Objective 1: Reproduce verbatim the stretch of the passage below on driving Stax headphones that opens with the words containing "They are complete" and closes with "are less common).".

BEGIN Text to read

Originally Posted by Keithpgdrb
new question. I am a bit confused by the different voltages and such of the stax gear.
In short there are two ways to drive a Stax (or other electrostatic headphones).1. Direct driven amplifier.
Like the Stax SRM-007t, SRM-717, SRM-1/MK2, SRM-T1, ... and lots of aftermarket amplifiers like the KGBH, KGSS, GES; Aristaeus, ...
They are complete amplifiers, which take line in level (RCA or XLR). Then output signal to drive the headphone, including bias voltage (to charge the diaphragm).2. Energizer / Transformer.
Like the Stax SRD-7, SRD-7 Pro, SRD-7 MK2, ... and aftermarket energizers like the Illusion ESC-1001.
They are just a transformer box, not a complete amplifier. They accept speaker level input, feed from a regular speaker amplifier. Then output signal to drive the headphone, including bias voltage. The bias voltage can be powered by the mains (most common), or drawn from the input signal (SB unit, which are less common).

END Text to read

Objective 2: Count the lines in the listing below that contain the string "front", with case significant, and state only that number.

BEGIN Data section

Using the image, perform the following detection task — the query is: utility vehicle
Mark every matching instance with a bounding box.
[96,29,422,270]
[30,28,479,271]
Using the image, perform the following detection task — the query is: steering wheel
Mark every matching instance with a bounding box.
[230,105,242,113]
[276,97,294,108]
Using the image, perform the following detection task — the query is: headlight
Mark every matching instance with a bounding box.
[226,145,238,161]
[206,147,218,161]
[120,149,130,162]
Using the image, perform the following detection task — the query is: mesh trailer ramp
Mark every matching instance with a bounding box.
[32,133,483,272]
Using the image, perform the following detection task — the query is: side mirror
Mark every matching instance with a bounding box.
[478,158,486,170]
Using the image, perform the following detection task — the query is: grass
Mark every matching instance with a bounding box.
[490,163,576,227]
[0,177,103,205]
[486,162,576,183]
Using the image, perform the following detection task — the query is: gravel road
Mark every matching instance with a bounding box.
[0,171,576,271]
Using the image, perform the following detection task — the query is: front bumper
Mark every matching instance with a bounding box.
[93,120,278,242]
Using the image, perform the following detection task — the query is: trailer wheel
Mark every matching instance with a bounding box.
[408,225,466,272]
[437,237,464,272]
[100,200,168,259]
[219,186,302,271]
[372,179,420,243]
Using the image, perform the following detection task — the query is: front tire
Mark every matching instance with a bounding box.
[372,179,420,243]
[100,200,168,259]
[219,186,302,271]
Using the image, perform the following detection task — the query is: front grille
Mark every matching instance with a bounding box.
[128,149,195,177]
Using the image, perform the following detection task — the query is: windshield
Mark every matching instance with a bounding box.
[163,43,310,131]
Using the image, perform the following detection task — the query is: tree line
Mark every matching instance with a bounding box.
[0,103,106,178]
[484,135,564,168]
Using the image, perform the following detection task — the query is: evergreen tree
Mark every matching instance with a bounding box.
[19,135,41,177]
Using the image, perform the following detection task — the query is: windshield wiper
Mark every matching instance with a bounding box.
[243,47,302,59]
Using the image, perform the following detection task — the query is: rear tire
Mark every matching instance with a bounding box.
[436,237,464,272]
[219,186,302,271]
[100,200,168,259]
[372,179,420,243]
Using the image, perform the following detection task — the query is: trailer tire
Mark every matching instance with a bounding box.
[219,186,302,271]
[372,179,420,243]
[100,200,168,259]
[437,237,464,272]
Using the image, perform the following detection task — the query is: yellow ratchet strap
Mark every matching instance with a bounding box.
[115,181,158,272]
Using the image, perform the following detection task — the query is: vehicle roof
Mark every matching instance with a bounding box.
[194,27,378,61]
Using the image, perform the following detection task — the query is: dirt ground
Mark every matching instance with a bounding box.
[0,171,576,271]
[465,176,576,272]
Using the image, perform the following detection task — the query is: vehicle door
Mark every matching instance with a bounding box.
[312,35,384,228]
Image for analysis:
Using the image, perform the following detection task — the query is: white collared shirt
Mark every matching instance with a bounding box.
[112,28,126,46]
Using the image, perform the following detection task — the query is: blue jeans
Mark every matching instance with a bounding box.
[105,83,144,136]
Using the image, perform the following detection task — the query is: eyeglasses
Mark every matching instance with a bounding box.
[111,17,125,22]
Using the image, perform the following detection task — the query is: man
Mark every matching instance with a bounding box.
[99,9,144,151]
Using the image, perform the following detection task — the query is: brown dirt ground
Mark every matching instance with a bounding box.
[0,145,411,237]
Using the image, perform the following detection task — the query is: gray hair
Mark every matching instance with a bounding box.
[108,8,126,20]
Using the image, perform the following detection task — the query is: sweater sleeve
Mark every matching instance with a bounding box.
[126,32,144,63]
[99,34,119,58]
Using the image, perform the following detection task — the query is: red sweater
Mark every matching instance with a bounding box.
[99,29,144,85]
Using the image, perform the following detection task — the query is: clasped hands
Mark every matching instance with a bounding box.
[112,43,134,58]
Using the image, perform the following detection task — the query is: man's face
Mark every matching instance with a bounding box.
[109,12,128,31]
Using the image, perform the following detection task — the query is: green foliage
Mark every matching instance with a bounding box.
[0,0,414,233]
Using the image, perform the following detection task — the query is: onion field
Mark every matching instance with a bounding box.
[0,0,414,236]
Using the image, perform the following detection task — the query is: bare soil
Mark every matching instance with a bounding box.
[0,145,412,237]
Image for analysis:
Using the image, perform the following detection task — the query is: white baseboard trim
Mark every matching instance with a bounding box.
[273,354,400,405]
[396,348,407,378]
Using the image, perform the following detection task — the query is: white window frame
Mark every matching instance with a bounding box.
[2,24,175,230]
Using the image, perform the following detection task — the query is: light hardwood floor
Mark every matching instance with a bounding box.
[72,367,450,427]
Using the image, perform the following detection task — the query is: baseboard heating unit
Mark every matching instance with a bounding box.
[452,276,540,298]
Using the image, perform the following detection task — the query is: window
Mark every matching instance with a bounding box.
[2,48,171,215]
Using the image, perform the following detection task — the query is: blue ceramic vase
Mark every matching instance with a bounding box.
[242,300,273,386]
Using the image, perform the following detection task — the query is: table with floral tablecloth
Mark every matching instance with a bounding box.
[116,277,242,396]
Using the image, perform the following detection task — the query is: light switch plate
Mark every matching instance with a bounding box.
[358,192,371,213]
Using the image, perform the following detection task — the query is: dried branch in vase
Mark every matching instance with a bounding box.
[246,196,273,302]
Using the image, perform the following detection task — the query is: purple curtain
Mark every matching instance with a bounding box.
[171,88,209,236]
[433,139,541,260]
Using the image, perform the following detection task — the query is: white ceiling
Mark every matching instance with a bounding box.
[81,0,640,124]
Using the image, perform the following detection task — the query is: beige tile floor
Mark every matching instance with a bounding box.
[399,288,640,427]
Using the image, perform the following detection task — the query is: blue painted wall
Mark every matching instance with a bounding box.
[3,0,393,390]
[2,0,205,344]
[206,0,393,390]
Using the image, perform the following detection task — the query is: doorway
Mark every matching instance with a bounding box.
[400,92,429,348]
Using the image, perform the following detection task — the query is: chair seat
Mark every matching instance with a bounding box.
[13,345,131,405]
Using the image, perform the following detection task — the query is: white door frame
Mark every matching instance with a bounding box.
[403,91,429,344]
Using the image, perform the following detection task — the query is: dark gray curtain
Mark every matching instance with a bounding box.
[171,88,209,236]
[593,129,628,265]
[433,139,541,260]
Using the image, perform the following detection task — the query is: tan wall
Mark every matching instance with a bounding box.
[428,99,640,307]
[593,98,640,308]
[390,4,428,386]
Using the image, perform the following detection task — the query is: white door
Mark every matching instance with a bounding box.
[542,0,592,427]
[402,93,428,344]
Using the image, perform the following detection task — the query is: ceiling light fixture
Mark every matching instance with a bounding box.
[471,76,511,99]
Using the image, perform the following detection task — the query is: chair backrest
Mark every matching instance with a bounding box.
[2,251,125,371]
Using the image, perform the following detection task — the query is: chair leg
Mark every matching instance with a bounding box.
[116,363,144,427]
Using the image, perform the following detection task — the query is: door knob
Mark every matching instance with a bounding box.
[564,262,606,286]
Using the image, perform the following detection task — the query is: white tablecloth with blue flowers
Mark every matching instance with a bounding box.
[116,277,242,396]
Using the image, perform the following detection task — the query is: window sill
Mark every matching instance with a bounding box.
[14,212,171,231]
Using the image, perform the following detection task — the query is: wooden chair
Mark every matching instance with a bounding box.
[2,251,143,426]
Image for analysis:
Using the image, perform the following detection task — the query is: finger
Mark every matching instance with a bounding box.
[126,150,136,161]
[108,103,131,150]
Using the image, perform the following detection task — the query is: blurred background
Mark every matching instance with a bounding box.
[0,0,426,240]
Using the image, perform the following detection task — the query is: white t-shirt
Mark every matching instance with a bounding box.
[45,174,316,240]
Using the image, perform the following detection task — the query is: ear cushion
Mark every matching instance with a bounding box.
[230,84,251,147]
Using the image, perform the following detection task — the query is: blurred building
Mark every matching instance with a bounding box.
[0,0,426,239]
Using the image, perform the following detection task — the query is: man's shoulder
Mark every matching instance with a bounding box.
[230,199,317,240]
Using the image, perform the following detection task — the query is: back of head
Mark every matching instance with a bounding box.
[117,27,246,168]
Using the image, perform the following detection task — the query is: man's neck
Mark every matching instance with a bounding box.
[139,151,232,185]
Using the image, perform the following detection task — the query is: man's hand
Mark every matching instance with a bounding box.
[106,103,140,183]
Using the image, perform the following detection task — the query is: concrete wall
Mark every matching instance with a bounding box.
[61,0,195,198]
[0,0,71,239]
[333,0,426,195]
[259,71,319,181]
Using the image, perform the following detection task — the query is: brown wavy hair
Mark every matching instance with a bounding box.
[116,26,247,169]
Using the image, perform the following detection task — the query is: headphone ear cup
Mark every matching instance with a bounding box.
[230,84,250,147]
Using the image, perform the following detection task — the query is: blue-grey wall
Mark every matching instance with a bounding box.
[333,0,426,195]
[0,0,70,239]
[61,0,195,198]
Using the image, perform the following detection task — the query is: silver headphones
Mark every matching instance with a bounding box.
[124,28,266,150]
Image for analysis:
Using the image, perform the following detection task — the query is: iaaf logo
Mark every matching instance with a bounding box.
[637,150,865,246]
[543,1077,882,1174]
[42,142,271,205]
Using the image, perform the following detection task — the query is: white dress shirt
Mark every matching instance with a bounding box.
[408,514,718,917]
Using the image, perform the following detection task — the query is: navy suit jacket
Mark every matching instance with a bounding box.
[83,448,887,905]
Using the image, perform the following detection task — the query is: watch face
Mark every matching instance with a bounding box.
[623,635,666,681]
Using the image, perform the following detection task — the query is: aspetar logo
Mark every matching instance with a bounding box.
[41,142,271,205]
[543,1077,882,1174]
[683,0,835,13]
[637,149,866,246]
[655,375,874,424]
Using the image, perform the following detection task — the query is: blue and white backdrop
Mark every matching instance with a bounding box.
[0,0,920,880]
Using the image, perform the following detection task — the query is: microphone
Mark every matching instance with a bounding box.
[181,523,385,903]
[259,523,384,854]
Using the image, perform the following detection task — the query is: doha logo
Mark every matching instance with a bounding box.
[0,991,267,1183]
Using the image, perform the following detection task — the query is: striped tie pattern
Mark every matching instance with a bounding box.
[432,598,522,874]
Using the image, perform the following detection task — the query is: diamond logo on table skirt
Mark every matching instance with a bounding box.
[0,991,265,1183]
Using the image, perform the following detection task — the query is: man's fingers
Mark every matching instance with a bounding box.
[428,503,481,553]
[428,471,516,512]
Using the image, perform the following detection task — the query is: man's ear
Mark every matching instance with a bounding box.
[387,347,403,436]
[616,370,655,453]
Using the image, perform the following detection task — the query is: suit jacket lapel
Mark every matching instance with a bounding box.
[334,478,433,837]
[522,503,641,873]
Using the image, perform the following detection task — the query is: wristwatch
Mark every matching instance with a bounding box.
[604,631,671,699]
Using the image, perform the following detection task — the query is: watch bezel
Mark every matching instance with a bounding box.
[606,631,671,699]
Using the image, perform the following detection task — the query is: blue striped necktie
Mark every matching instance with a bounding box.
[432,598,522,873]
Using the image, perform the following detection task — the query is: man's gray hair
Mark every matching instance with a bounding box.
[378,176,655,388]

END Data section

Exercise answer 1:
They are complete amplifiers, which take line in level (RCA or XLR). Then output signal to drive the headphone, including bias voltage (to charge the diaphragm).2. Energizer / Transformer.
Like the Stax SRD-7, SRD-7 Pro, SRD-7 MK2, ... and aftermarket energizers like the Illusion ESC-1001.
They are just a transformer box, not a complete amplifier. They accept speaker level input, feed from a regular speaker amplifier. Then output signal to drive the headphone, including bias voltage. The bias voltage can be powered by the mains (most common), or drawn from the input signal (SB unit, which are less common).

Exercise answer 2: 3